[PROBLEM] Copy word for word everything from the line containing "of the scoreboard" down to the end of the items, including both of those ends.

[DATASET RECORDS]

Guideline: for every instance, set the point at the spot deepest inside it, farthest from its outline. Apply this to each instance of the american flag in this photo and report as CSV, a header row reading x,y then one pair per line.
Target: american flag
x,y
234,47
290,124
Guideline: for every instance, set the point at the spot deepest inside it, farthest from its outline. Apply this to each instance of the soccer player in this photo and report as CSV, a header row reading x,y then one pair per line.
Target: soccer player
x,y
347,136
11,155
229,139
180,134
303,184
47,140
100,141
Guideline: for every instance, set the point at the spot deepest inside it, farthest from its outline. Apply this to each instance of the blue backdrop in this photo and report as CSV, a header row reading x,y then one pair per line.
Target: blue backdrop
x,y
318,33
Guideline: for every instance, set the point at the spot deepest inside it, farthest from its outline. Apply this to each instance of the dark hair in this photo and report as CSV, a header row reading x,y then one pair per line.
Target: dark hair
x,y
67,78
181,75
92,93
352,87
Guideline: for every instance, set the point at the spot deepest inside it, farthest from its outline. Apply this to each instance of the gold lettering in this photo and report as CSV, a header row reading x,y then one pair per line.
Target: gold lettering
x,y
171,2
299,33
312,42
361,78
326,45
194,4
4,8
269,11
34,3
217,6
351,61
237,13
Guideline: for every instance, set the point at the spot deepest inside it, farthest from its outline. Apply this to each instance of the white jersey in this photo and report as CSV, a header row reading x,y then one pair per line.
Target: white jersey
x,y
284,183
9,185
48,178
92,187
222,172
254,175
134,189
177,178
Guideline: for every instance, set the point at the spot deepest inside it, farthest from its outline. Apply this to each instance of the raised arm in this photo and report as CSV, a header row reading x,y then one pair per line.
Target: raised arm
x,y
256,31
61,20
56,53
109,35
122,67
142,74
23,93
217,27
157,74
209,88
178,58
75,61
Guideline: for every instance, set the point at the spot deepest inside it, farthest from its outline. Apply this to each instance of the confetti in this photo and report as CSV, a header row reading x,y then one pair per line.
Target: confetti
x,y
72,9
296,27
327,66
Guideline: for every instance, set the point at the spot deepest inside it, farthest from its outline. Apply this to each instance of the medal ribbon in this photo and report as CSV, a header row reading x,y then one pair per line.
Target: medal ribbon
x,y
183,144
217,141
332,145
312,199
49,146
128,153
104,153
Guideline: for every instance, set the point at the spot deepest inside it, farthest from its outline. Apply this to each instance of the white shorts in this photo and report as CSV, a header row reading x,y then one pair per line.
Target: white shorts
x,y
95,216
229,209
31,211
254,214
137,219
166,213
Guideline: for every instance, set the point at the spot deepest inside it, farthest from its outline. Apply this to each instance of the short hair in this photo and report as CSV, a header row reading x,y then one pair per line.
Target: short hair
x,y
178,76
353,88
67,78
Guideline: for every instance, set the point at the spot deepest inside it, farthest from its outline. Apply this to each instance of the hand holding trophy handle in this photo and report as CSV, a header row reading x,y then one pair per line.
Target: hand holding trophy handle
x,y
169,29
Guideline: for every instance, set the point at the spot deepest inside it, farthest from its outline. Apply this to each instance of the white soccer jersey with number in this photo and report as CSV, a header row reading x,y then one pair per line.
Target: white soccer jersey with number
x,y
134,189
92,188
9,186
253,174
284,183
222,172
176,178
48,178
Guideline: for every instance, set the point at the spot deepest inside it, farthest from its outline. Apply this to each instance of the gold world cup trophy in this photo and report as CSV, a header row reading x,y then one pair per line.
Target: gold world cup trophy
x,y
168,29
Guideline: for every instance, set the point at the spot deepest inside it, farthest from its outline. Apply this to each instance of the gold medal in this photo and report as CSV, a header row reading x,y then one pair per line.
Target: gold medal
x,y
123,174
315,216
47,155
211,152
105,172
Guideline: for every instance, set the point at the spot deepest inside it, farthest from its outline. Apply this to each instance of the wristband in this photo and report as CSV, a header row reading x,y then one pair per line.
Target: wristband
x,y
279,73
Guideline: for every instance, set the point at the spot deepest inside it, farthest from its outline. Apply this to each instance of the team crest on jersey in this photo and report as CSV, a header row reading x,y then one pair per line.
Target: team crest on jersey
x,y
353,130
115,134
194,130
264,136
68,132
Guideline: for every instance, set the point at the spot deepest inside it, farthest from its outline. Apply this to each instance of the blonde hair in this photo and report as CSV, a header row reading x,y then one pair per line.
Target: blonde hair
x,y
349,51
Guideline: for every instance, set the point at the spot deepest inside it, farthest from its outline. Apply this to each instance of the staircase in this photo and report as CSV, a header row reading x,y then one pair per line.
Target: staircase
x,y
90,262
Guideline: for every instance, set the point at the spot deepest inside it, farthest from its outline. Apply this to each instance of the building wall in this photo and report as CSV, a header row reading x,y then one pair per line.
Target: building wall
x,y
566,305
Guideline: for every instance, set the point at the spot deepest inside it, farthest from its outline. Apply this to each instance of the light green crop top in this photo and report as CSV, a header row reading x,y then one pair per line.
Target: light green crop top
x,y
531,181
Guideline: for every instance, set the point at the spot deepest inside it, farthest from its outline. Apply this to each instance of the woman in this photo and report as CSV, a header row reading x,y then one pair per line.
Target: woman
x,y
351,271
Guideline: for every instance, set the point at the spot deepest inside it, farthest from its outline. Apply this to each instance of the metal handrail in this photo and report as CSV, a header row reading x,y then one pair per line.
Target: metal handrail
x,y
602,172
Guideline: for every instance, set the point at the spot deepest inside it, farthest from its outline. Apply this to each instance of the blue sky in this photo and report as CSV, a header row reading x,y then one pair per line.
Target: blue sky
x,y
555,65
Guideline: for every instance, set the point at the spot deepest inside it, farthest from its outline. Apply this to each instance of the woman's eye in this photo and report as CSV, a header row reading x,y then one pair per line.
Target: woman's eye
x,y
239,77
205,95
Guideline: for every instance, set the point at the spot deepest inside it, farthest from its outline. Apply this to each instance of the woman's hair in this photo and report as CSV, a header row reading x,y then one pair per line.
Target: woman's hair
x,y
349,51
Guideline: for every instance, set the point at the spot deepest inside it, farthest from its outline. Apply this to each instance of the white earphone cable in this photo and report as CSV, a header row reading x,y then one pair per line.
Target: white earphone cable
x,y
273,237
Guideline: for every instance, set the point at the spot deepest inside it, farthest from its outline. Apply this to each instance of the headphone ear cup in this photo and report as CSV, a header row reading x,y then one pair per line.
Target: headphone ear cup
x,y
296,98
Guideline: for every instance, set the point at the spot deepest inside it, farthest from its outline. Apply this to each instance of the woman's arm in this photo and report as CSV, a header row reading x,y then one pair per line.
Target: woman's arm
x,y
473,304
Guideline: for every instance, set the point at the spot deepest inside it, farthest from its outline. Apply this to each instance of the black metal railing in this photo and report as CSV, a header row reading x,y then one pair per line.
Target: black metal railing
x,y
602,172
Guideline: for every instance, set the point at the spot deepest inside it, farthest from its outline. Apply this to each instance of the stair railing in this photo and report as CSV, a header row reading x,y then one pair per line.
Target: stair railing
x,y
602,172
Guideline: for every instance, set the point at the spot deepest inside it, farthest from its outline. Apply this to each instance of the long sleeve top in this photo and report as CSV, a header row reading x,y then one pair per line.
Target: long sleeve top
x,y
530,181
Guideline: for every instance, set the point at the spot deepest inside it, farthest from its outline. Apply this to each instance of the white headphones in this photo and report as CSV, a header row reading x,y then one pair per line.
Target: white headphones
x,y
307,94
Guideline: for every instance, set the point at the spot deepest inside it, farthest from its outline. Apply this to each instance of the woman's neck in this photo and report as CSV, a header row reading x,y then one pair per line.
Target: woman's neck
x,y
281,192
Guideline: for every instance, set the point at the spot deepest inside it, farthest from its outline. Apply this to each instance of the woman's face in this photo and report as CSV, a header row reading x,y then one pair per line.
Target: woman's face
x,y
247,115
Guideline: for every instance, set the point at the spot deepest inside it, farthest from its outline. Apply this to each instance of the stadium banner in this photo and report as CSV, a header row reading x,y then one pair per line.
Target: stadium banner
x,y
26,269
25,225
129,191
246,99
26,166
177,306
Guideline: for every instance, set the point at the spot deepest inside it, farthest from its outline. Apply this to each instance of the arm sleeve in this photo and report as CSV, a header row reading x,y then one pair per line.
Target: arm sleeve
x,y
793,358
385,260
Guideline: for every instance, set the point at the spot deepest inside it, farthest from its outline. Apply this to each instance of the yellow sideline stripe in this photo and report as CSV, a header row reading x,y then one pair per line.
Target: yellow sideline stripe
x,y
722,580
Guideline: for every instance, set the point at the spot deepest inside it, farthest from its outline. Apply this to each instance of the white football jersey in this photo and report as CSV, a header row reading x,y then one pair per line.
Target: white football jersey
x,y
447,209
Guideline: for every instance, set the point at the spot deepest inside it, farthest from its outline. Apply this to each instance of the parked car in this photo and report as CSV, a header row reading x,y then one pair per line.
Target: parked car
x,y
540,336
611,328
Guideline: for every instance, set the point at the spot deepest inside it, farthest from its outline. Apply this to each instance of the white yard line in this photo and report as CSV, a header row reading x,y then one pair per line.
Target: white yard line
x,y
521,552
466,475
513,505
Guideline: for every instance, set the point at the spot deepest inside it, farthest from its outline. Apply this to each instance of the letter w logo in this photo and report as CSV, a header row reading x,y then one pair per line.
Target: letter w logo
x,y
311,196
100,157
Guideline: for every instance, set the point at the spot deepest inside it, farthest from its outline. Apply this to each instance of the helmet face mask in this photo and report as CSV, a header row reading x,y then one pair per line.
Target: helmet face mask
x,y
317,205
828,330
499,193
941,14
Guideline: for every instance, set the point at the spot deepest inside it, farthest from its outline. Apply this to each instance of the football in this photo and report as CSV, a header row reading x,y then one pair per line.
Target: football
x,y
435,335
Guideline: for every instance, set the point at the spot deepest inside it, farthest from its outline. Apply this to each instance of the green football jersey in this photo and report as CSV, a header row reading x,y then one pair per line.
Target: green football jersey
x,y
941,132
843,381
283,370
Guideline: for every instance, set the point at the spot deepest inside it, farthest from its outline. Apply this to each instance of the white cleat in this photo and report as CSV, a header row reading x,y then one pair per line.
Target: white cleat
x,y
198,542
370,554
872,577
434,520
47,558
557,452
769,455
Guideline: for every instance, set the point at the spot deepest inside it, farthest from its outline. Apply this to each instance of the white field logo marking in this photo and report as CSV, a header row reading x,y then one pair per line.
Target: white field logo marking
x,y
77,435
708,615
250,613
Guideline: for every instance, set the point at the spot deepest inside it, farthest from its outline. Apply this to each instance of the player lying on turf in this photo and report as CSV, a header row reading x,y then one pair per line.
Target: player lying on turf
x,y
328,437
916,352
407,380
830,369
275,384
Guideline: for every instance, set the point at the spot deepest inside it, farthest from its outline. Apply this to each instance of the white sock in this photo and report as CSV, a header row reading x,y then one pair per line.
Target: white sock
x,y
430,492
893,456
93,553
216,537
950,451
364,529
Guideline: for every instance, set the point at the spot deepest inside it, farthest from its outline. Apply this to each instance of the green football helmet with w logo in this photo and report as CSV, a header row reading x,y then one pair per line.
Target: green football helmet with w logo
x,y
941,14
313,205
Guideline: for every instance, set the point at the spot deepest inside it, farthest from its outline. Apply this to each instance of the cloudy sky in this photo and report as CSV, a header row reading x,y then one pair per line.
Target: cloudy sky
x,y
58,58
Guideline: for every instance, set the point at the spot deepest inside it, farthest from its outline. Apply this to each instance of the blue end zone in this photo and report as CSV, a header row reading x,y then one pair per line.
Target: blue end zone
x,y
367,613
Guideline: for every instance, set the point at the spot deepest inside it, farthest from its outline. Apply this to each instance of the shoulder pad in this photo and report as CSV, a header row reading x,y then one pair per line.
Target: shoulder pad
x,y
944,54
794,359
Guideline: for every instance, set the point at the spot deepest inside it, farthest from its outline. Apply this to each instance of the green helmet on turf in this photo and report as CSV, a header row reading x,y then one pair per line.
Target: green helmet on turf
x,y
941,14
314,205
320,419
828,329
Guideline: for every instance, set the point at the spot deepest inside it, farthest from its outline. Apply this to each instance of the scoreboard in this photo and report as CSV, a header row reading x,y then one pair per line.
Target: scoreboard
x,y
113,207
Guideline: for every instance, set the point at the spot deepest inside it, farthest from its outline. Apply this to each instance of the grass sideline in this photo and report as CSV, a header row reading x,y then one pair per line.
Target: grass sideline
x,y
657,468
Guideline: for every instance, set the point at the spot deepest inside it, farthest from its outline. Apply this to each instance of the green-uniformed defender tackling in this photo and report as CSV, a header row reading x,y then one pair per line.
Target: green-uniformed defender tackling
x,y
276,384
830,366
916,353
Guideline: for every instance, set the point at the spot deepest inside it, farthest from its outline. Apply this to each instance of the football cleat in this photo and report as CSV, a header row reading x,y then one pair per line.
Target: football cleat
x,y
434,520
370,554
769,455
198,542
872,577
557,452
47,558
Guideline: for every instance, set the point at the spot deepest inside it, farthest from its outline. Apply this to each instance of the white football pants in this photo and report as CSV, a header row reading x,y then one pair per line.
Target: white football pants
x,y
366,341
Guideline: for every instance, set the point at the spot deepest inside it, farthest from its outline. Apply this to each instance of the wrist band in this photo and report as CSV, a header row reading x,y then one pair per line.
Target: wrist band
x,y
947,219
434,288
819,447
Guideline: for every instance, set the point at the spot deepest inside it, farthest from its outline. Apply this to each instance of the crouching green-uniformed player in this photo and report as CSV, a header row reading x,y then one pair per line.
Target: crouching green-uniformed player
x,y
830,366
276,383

[EXERCISE RESPONSE]
Guideline: for every instance, set the point at the spot deepest inside it, farthest from its outline. Apply this to each instance of the scoreboard in this photo and report as CSV, a header row reading x,y then one pair per line.
Target: scoreboard
x,y
113,207
Guideline: for every instance, set the point at the spot deepest inside it, farthest from its outline. Apply this to each instance of the grass sideline in this photo and report as CSV, a header row reading x,y then one pair per line.
Target: grass sideline
x,y
657,468
Guideline: for every instance, set the point at the spot deepest inside it, farthest from its outline. Apply this to each instance of the green-uniformed defender tackling in this photo and report as CSV, a header row reading x,y then one pair per line.
Target: green-uniformed defender tackling
x,y
276,384
830,366
916,353
Guideline: for every instance, set the point at the spot deepest inside it, farthest from its outline. Apply this to each instance of the football cleat in this photo and report as CSV, a header row reading x,y then one pair per line.
Target: football cleat
x,y
434,520
370,554
769,455
198,542
872,577
557,452
47,558
Guideline: for every instance, set the point at the spot deepest inside it, farthest from its outline. Apply this to each instance of the white football pants in this photo and report as CSV, a header row reading x,y then one pair per line.
Target: white football pants
x,y
366,341
Guideline: for every instance, set the point at the spot deepest inside it, farthest from its outline. Apply this to each instance of the wrist band in this photo and report as CSV, a header row reading x,y then one pair per line.
Target: wrist band
x,y
947,219
434,288
819,447
Guideline: for every instance, set the point at the spot deepest inside it, farthest from its outline. Apply this to each instance of the crouching green-uniformed player in this photo and report as CSV, a header row reading x,y then one pair per line.
Target: crouching green-uniformed player
x,y
830,366
276,383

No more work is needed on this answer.